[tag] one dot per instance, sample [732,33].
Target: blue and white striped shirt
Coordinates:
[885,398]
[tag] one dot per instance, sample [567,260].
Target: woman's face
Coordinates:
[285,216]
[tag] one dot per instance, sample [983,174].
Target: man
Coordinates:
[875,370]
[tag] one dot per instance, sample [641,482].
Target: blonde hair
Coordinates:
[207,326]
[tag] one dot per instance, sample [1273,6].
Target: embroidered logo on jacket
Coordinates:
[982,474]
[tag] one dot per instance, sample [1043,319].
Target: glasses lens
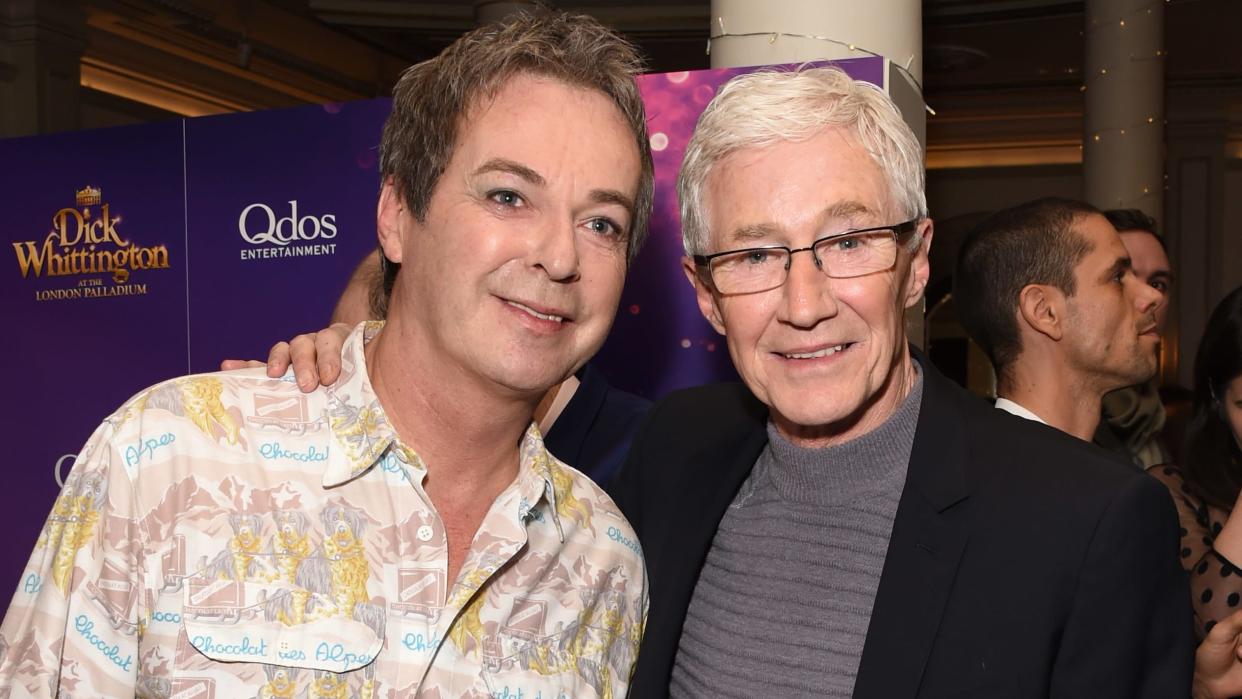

- _What is needed_
Give the lines above as a JSON list of strings, one string per line, skipping blank lines and leaving out the picture.

- _Response to the task_
[
  "[tag] one dot per instance, sample [732,33].",
  "Target: blue and white striped shirt",
  "Coordinates:",
  "[885,398]",
  "[tag] one dot per instance, sample [567,260].",
  "Target: woman's face",
  "Coordinates:",
  "[285,216]",
  "[tag] one dot per instance, sample [983,174].",
  "Target: man",
  "Coordinates:",
  "[875,370]",
  "[tag] one dot per instance, sample [641,482].",
  "Target: blonde hair",
  "Coordinates:",
  "[207,326]",
  "[tag] one dot per instance, sample [1273,6].",
  "Target: embroidered logo on jacket",
  "Coordinates:",
  "[982,474]",
  "[tag] one dot per instance, sample [1043,319].",
  "Target: glasses lens"
]